Data for this exercise
--------------------------------

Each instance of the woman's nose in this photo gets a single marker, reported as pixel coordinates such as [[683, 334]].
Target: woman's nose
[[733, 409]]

--------------------------------

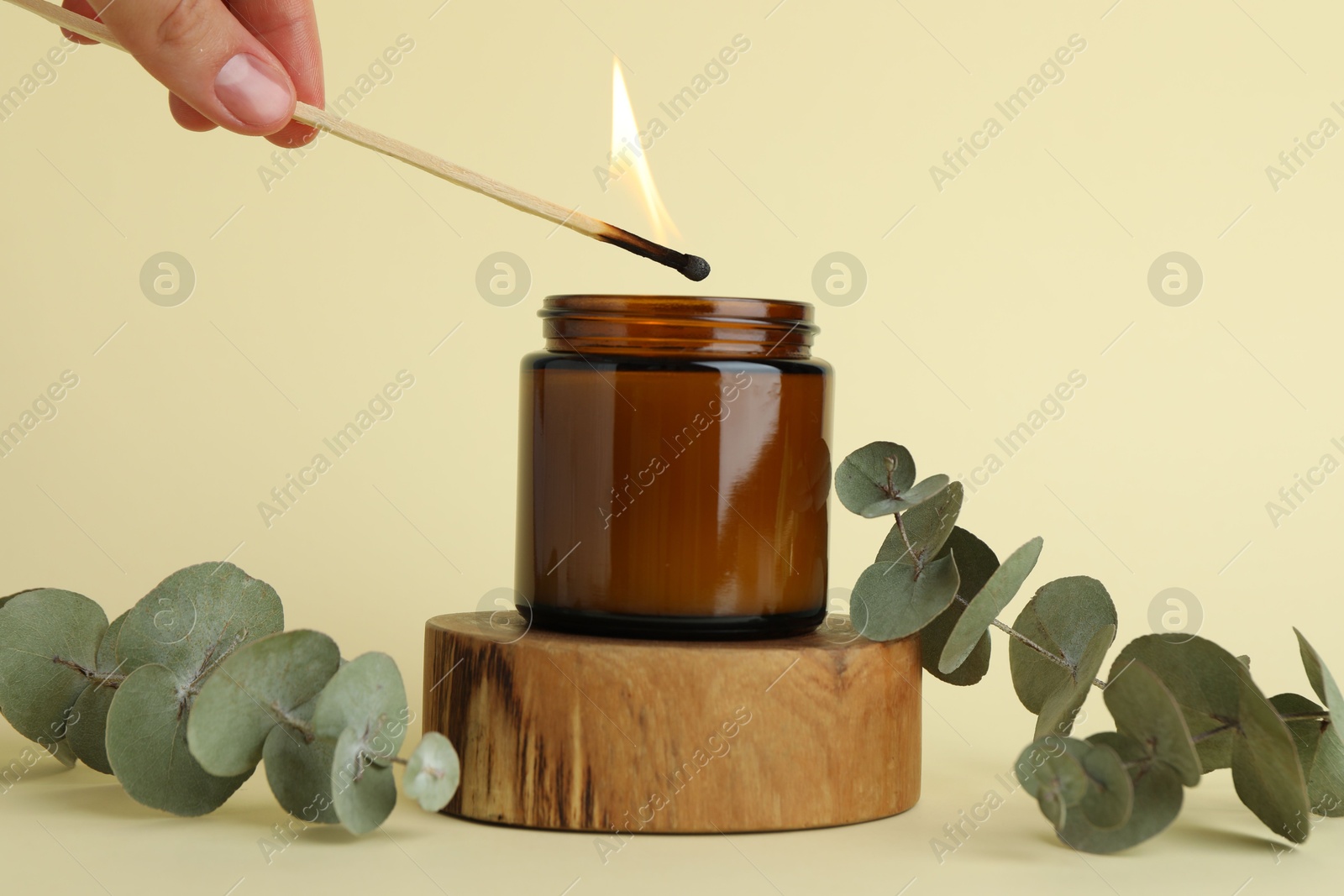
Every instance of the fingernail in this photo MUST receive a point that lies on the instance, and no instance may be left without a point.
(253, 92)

--------------------------------

Task description
Shift every pixel coordinate in the answers by -37 across the stretch from the line containing "Each instance of" through the line containing "[[733, 409]]". Write those lines out again in full, requests included, leaving the requests and their sample coordinates unchanged.

Finished answer
Each instance of the woman's nose in this photo gets a single marker, reported as pixel coordinates such as [[683, 334]].
Target: woman's nose
[[696, 372]]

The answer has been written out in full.